EXERCISE PROMPT: Output each line of the items below exactly as it appears, leaving out the pictures.

Data entries:
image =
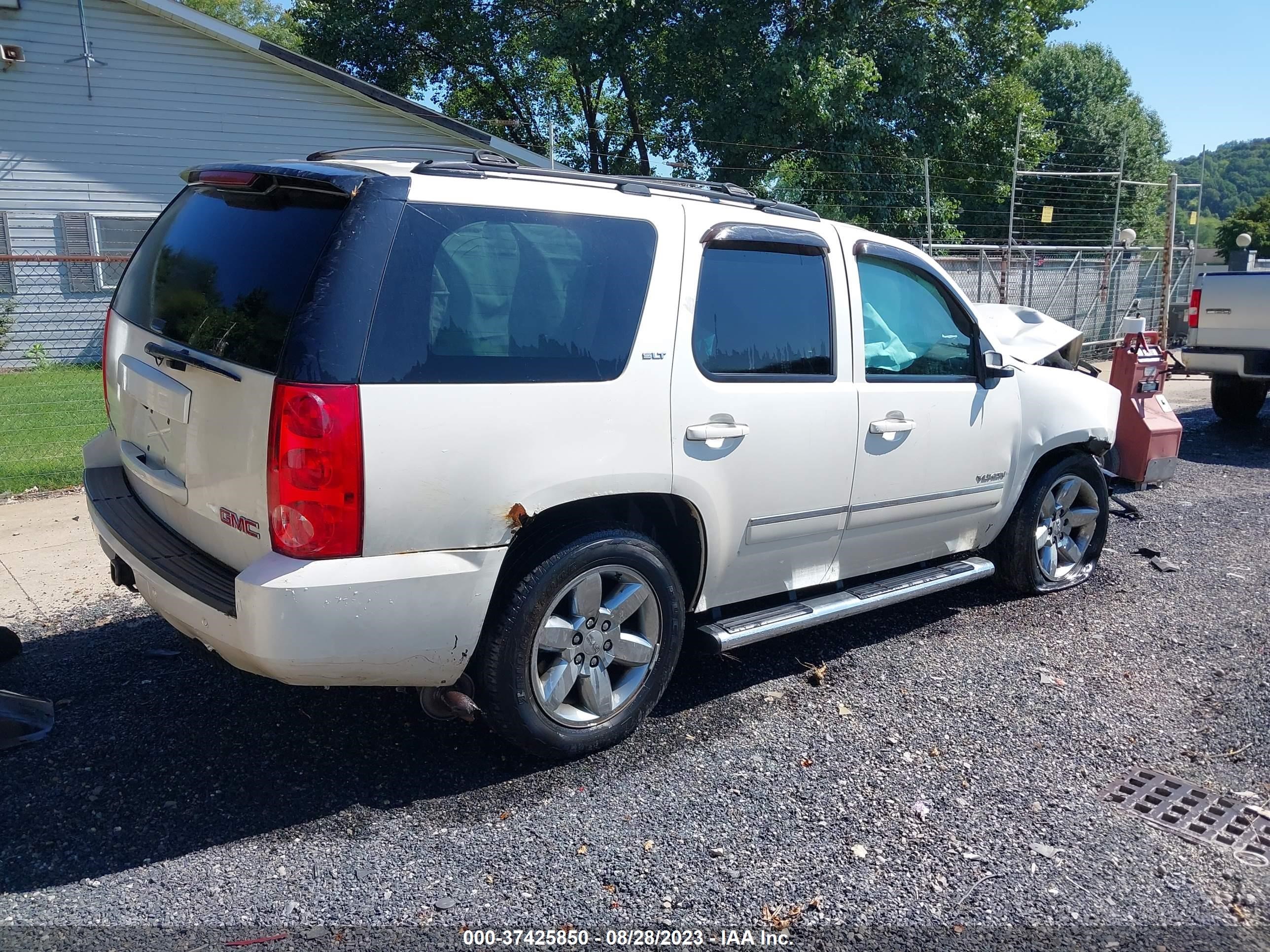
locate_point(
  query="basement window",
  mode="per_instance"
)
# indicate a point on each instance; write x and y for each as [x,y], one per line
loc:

CORRECT RESULT:
image =
locate_point(
  query="basement window",
  mode="per_instance"
)
# indicate a point on each instance; write x and y for each as [x,y], one per line
loc:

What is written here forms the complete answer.